* _PROBLEM TO WORK ON_: Could you reproduce the listing below with every "ceiling fan" changed to "overhead fan" and all else left unchanged?

* _ENTRIES PROVIDED_:
__________

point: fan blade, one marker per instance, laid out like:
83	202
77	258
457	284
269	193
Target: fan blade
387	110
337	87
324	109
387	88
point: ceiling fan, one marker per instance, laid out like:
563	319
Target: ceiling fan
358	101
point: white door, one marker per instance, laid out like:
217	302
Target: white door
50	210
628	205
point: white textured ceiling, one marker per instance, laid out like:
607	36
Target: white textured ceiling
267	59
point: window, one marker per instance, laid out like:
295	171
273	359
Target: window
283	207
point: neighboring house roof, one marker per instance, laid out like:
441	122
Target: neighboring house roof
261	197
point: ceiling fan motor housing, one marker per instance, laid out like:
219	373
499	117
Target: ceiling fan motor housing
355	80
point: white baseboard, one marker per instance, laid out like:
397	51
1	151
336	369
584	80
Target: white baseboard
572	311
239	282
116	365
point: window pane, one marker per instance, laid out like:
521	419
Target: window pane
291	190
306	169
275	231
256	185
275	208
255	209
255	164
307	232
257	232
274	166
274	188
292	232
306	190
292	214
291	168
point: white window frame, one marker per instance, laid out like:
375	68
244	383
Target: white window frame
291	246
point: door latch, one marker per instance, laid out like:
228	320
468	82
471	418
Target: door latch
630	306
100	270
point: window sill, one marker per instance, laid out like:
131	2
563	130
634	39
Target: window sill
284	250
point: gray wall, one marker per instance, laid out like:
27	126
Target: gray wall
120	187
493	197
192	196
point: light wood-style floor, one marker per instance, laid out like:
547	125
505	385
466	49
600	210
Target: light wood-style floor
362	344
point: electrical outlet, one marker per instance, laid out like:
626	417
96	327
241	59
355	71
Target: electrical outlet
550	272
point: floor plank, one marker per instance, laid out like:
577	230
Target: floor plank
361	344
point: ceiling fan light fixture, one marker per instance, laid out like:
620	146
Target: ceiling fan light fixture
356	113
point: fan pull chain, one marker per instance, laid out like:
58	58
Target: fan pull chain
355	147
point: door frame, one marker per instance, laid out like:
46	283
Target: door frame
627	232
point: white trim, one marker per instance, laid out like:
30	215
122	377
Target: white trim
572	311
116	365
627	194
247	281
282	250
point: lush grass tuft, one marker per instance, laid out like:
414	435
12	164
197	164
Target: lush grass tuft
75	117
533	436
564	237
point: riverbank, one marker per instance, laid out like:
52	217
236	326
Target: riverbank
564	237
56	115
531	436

__________

* _WRITTEN RESPONSE_:
point: fan blade, one marker per instance, laid out like:
83	202
77	258
457	284
269	193
Target: fan blade
387	110
337	87
324	109
387	88
point: overhead fan, one marker per instance, laid out like:
563	319
Target: overhead fan
358	101
point: white door, one marker per instance, laid out like:
217	302
Target: white door
50	210
628	205
point: white textured ceiling, one marker per instance, laid out like:
607	36
Target: white textured ceiling
267	59
point: window, one marker per instance, laid out like:
295	171
273	359
Target: window
283	207
point: neighboring house roof, one marker per instance, laid out like:
441	122
Target: neighboring house roof
261	197
point: overhead fan motor housing, one marker per instance, laid out like:
219	373
499	117
Target: overhead fan motor housing
355	80
point: white baseboard, one marker per instance, laid out like:
397	51
1	151
336	369
584	80
Target: white baseboard
572	311
239	282
116	365
point: window pane, one marker per instance, laid out like:
521	419
Target: window pane
291	190
306	169
275	231
256	185
275	208
255	209
255	164
307	232
257	232
274	166
274	188
292	232
306	190
292	214
291	168
point: white window frame, one marker per instance, laid out like:
375	68
244	383
Target: white window frame
291	246
point: door latch, one marker per instance, laid out like:
228	320
468	82
471	418
Target: door latch
630	306
100	270
point: window sill, one marker per instance, laid out like:
131	2
563	130
634	39
Target: window sill
284	250
point: gray wall, one marker per instance, laid out like:
27	126
Target: gray wall
120	187
493	197
192	196
point: light wood-style floor, one marker per instance, laid out like:
547	125
505	385
466	49
600	210
Target: light wood-style floor
362	344
point: electrical outlet, one marker per instance, laid out like:
626	417
96	327
241	59
355	71
Target: electrical outlet
550	272
point: floor plank, one marker per instance, laid out like:
577	230
Target: floor plank
361	344
point: overhead fan light fixture, one marker per instance, laid out like:
620	146
Target: overhead fan light fixture
356	113
point: fan pull chain, one marker per instance, laid out like:
58	58
Target: fan pull chain
355	147
point: door frame, one marker per instance, laid out like:
46	283
Target: door frame
627	232
point: white trim, one marker per instance, laid out like:
30	215
122	377
Target: white trim
572	311
116	365
627	194
247	281
282	250
point: lush grass tuft, one marker per instance, laid out like:
414	435
12	164
197	164
Target: lush grass tuft
75	117
533	436
564	237
point: riverbank, one marker per instance, laid out like:
52	217
236	326
Target: riverbank
564	237
56	115
531	436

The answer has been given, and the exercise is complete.